_ASSIGNED TASK_.
Work out how many lines in this listing hold the word "span", and give the number with nothing added.

######

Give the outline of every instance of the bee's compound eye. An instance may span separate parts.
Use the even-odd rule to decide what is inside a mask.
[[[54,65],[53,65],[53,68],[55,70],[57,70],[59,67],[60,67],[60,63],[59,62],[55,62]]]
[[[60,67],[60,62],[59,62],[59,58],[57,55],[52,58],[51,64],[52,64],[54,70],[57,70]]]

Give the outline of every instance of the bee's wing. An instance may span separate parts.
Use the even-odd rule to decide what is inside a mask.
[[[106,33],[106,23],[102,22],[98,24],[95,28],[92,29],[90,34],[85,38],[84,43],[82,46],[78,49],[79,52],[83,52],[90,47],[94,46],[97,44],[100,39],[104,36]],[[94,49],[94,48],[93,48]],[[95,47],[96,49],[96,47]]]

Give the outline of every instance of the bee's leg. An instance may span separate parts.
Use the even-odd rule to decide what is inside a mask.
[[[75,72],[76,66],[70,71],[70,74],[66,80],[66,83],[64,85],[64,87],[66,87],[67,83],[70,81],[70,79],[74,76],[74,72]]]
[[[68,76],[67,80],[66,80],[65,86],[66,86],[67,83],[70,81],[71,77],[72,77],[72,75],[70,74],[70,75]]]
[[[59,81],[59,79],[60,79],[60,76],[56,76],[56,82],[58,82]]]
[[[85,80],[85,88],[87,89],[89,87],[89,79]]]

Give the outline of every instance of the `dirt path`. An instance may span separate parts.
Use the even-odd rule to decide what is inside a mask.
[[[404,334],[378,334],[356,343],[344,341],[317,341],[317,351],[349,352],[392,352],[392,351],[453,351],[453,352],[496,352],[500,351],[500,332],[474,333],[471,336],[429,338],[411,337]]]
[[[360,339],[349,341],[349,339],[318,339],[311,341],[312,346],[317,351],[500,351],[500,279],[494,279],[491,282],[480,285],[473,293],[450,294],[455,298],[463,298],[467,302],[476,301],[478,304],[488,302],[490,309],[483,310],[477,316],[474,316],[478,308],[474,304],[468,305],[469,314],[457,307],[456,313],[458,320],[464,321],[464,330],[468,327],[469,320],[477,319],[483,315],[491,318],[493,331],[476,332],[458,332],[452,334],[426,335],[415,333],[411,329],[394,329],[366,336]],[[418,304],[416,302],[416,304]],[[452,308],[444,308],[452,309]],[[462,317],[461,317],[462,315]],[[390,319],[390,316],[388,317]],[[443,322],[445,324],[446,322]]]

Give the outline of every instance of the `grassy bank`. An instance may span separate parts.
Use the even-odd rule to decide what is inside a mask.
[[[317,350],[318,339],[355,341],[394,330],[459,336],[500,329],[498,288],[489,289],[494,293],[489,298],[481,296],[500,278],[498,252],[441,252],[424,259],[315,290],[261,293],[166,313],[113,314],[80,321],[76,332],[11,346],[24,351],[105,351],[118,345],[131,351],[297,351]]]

######

_TASK ANSWER_.
5